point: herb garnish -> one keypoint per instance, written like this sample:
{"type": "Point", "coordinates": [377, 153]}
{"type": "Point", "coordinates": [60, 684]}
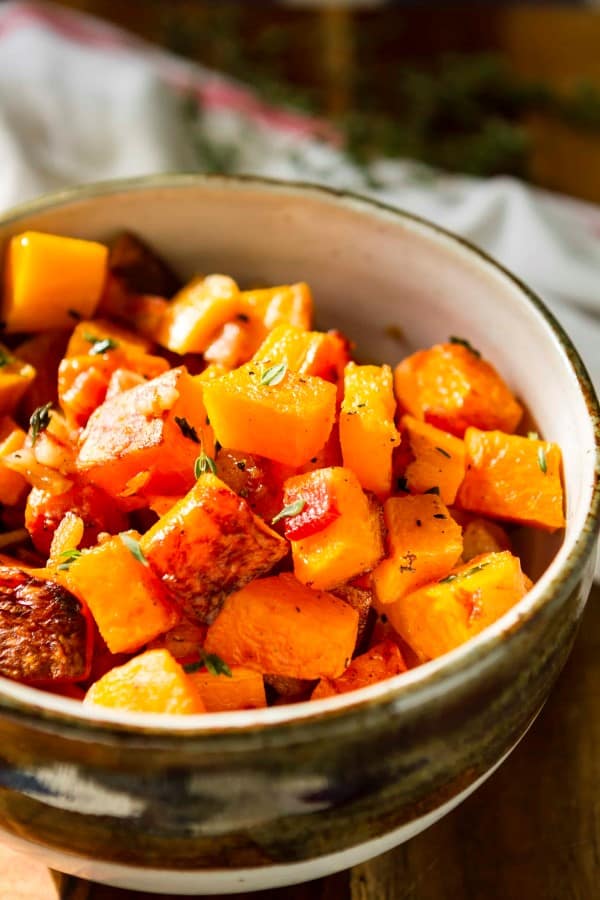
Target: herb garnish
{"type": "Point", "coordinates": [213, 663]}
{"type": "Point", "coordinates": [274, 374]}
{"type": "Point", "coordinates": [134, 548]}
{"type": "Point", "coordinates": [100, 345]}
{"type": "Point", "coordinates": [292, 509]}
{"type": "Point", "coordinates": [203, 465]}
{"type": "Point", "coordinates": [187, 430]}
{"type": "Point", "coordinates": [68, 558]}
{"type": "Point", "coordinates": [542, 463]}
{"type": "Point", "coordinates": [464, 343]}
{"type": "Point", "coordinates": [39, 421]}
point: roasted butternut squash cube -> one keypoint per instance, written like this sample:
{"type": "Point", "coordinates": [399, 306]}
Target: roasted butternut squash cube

...

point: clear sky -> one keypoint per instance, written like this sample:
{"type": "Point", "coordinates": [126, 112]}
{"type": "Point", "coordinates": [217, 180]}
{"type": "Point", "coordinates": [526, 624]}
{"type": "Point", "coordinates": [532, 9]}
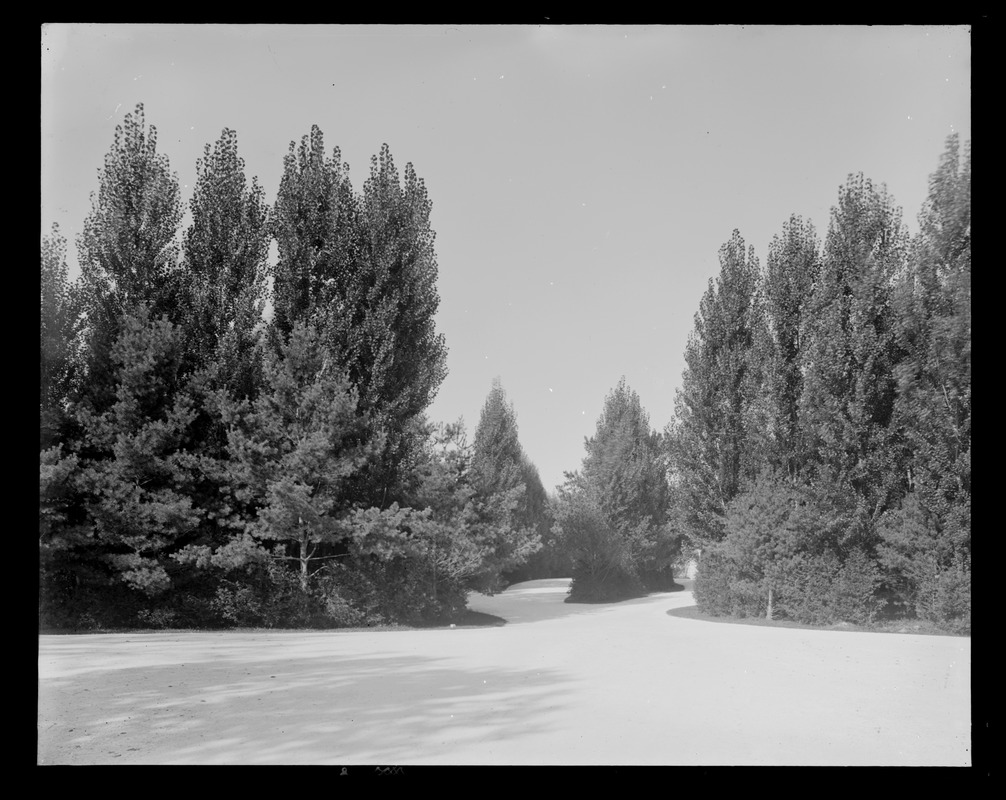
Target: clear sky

▸ Directive
Please reproduce the material verbatim, beginning at the line that contains "point: roasted butternut" and stopping after the line that contains "Target: roasted butternut squash cube".

▸ Right answer
point: roasted butternut squash cube -> one keypoint per instance, written like this sample:
{"type": "Point", "coordinates": [399, 306]}
Target: roasted butternut squash cube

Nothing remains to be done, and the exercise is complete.